Goal of the exercise:
Only the pictures should be dropped; every line of the data must come back exactly as written.

Data for analysis START

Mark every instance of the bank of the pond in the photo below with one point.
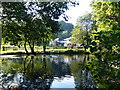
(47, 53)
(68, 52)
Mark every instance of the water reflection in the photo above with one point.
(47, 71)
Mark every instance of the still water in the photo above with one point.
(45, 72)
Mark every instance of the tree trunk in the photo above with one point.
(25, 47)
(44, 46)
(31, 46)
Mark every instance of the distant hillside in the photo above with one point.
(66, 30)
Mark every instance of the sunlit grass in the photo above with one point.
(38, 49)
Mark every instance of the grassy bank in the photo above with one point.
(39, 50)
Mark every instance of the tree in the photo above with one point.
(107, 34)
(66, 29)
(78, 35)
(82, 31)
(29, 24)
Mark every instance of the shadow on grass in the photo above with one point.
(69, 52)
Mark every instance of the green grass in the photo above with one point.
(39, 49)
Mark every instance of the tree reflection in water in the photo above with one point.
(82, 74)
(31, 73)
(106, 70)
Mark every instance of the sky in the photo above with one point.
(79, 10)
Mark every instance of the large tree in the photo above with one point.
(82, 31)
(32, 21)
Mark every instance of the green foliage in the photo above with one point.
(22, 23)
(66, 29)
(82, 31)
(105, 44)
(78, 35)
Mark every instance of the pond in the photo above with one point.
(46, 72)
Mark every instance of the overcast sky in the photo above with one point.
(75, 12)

Data for analysis END

Result for this exercise:
Mark every instance of the bank of the pond in the photo below with one point.
(47, 53)
(68, 52)
Mark every instance of the water reflection in the photo above with one point.
(47, 71)
Mark every instance of the still water in the photo above with one point.
(45, 72)
Mark every instance of the tree trunk in the photo above with one point.
(25, 47)
(44, 46)
(31, 46)
Mark every instance of the distant hillside in the photo above with one point.
(66, 30)
Mark every instance of the sunlit grass in the photo above with one point.
(38, 49)
Mark every instance of the grassy bank in the photo above with one point.
(39, 50)
Mark every instance of the tree in the photo above with one point.
(107, 34)
(66, 29)
(78, 35)
(82, 31)
(29, 24)
Mark every instance of the shadow on grass in the photo above with one point.
(69, 52)
Mark every instance of the green grass in the photo above with one point.
(39, 49)
Mark every instance of the tree reflection in water in the photo above with one point.
(82, 74)
(31, 73)
(106, 70)
Mark every instance of the sky in the photo above with one point.
(79, 10)
Mark every instance of the large tree in the photo above with one point.
(82, 31)
(32, 21)
Mark every instance of the green foliage in the photo above with one point.
(22, 23)
(66, 29)
(82, 31)
(105, 44)
(78, 35)
Mark every instance of the pond in the photo above with one point.
(46, 72)
Mark every instance of the overcast sky in the photo above with one point.
(75, 12)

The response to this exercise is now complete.